* WHAT YOU NEED TO DO
Each line below must be set down exactly as it stands.

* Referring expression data
▬▬▬

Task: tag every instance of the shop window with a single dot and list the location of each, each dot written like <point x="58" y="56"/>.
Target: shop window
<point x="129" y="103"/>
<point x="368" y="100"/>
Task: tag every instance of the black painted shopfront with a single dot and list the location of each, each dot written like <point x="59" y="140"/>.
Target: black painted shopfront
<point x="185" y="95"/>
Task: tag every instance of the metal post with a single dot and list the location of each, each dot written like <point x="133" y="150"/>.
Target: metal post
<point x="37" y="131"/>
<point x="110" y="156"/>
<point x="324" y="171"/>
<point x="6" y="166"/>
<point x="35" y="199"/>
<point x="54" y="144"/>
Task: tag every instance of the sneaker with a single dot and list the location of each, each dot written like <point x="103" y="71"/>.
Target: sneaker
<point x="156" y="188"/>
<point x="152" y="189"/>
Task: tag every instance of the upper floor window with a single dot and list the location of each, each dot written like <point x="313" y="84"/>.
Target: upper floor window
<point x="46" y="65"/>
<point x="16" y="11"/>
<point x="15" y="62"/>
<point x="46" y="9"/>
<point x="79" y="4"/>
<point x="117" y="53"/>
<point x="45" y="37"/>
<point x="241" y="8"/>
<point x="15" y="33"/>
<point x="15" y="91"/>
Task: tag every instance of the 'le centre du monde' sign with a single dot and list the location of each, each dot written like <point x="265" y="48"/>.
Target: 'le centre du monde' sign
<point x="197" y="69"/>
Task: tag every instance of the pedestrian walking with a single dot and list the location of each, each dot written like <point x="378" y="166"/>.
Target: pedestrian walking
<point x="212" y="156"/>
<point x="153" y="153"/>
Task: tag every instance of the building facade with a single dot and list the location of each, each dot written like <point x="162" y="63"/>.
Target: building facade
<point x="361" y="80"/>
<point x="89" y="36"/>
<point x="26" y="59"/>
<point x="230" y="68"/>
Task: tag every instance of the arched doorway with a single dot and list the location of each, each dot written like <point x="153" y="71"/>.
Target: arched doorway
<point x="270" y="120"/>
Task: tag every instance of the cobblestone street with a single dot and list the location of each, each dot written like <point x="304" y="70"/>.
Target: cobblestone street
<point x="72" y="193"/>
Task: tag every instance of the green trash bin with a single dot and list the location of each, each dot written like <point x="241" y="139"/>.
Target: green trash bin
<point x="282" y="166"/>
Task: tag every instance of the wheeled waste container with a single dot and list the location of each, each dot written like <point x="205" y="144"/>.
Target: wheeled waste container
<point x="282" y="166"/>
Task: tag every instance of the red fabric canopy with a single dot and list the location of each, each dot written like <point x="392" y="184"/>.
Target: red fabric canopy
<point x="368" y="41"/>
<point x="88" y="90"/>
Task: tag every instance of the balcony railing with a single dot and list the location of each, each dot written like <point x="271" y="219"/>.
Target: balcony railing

▬▬▬

* FINISHED EXERCISE
Task: tag every instance of the shop window with a single dot and list the location of each, each dot written like <point x="58" y="56"/>.
Target: shop window
<point x="129" y="103"/>
<point x="368" y="100"/>
Task: tag every instance of the black painted shopfront with a single dot and list the location of each, each dot written like <point x="59" y="140"/>.
Target: black painted shopfront
<point x="185" y="95"/>
Task: tag every instance of the metal post with a single dot and list the location of each, each dot written like <point x="133" y="150"/>.
Target: metal post
<point x="37" y="131"/>
<point x="110" y="156"/>
<point x="324" y="171"/>
<point x="6" y="166"/>
<point x="35" y="199"/>
<point x="54" y="144"/>
Task: tag every instance of the sneaker with a single dot and list the location of each, each dot written like <point x="103" y="71"/>.
Target: sneaker
<point x="156" y="188"/>
<point x="152" y="189"/>
Task: tag every instance of the upper floor window with a single dot and list the location of each, each dot written like <point x="313" y="84"/>.
Target: upper floor window
<point x="46" y="65"/>
<point x="16" y="11"/>
<point x="15" y="62"/>
<point x="46" y="9"/>
<point x="79" y="4"/>
<point x="117" y="53"/>
<point x="45" y="37"/>
<point x="241" y="8"/>
<point x="15" y="33"/>
<point x="15" y="91"/>
Task: tag every instance of the 'le centre du monde' sign with a single dot and list the location of each, each dot written like <point x="265" y="48"/>.
Target: 'le centre du monde' sign
<point x="197" y="69"/>
Task: tag every instance of the pedestrian walking with a single dot and list the location of each, each dot written like <point x="378" y="166"/>.
Target: pedestrian walking
<point x="212" y="156"/>
<point x="153" y="153"/>
Task: tag every instance of the building facade with a single dot and list the location of each, each dot written like <point x="162" y="63"/>.
Target: building facade
<point x="361" y="80"/>
<point x="89" y="36"/>
<point x="26" y="59"/>
<point x="230" y="68"/>
Task: tag every instance of the arched doorway with a single dot and list the location of each, each dot written like <point x="153" y="71"/>.
Target: arched doorway
<point x="270" y="120"/>
Task: tag every instance of the cobblestone street with a single dot and list the location of each, each dot written like <point x="304" y="70"/>.
Target: cobblestone street
<point x="72" y="193"/>
Task: tag every instance of the green trash bin with a single dot and list the location of each, each dot written like <point x="241" y="139"/>.
Target: green trash bin
<point x="282" y="166"/>
Task: tag every instance of the wheeled waste container with a single dot and list the location of each, each dot written like <point x="205" y="144"/>.
Target: wheeled waste container
<point x="282" y="166"/>
Task: tag every instance of the red fabric canopy with a single dot and list the location of each, each dot written like <point x="392" y="184"/>.
Target: red fabric canopy
<point x="368" y="41"/>
<point x="88" y="90"/>
Task: tag every instance of the balcony railing with a single dot and list the location of each, each dot written like <point x="271" y="219"/>.
Target: balcony railing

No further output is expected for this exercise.